**Goal 1:** Collect every line in the entries that contains the word "jacket".

:: Excerpted passage ::

I'm also wondering.. Can I make a 3 Drive mirror with two HGST HE8 8TB drives and one Seagate Archive 8TB Drive? or is a bad idea to mix manufacturers like that.. perhaps some kind of mismatch will hurt performance?
 

Mirfster

Doesn't know what he's talking about
Joined
Oct 2, 2015
Messages
3,215
Can I make a 3 Drive mirror with two HGST HE8 8TB drives and one Seagate Archive 8TB Drive?
Yep you can do that.

or is a bad idea to mix manufacturers like that.. perhaps some kind of mismatch will hurt performance?
Nope, some actually do prefer a heterogeneous setup to try and add a little more security/diversity.
 

Zaaphod

Contributor
Joined
Dec 15, 2015
Messages
109
Yep you can do that.


Nope, some actually do prefer a heterogeneous setup to try and add a little more security/diversity.

I know that when mirroring mixed drives the pool is limited to the size of the smallest drive in the mirror, but I don't see a problem with that.

I just wonder if I will end up limiting my speed to the slowest drive..

but perhaps it doesn't even work that way.. maybe when writing it just writes to whatever drive it can then uses the fast drives to cache the slow drives... and when reading it just reads all the drives at once in a way that if one drive can't keep up, it really doesn't hurt anything to be there.
 

anodos

Sambassador
iXsystems
Joined
Mar 6, 2014
Messages
9,554
I know that when mirroring mixed drives the pool is limited to the size of the smallest drive in the mirror, but I don't see a problem with that.

I just wonder if I will end up limiting my speed to the slowest drive..

:::
:: Extracted material ::

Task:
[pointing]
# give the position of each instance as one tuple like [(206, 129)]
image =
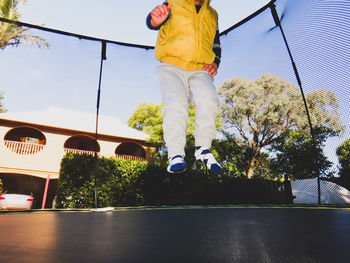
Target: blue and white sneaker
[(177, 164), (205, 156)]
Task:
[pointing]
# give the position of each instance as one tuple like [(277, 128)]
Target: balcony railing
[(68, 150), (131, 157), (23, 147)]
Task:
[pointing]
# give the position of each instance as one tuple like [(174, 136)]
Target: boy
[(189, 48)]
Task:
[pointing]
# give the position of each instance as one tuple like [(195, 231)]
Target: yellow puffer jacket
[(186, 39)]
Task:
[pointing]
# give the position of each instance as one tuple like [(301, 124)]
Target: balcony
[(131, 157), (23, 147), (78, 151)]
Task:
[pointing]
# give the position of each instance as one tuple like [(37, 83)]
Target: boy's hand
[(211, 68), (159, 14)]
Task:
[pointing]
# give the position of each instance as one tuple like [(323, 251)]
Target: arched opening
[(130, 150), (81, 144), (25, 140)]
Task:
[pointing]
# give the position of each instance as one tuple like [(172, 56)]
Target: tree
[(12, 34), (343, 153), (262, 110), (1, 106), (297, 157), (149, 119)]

:::
:: Extracted material ::

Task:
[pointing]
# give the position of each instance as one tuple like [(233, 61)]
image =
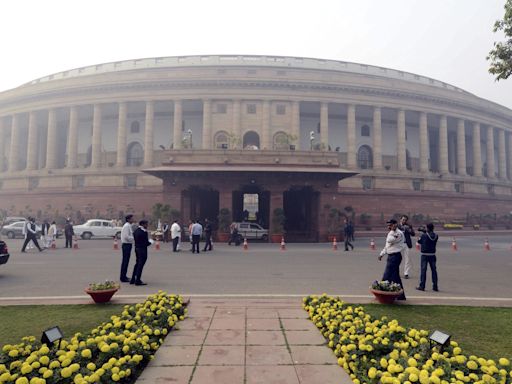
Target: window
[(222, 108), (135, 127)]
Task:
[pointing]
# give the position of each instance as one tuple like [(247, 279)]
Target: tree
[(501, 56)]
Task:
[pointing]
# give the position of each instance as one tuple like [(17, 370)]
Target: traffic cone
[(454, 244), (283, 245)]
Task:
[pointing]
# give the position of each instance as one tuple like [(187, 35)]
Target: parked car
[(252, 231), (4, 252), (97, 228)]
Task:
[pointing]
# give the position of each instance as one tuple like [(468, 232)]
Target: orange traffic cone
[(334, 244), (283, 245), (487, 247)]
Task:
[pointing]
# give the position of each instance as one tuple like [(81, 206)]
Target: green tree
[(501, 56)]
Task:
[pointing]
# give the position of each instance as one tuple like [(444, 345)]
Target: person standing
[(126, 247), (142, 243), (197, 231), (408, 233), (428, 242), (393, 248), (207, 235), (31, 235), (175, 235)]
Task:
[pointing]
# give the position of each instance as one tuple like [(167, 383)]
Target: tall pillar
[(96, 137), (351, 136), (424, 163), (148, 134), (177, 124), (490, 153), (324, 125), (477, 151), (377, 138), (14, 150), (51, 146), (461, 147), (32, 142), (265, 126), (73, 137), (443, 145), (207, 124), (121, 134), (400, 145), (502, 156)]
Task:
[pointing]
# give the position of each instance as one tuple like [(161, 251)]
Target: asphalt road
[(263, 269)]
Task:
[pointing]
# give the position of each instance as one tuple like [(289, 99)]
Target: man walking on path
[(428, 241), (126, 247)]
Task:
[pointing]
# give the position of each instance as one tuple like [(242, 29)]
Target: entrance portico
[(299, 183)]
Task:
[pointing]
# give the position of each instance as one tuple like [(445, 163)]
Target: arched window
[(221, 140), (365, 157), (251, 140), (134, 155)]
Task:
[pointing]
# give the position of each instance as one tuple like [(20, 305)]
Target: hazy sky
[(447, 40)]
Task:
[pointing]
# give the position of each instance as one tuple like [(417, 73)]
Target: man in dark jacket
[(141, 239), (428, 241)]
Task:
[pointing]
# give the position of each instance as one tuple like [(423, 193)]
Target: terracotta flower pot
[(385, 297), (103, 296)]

:::
:: Extracted material ::

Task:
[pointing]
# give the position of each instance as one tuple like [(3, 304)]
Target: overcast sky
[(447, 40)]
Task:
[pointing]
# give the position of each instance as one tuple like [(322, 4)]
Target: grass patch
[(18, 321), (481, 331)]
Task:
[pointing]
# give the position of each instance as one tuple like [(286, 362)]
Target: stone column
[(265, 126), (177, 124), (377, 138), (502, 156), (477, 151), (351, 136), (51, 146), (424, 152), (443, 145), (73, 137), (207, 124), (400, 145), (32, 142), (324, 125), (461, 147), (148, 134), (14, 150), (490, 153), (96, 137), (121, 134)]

:::

**Goal 2:** In the forum thread about mixing drives, what is the pool limited to when a mirror uses mixed drives?

**Answer 1:**
Target: yellow puffer jacket
Target: man in dark jacket

**Answer 2:** The size of the smallest drive in the mirror.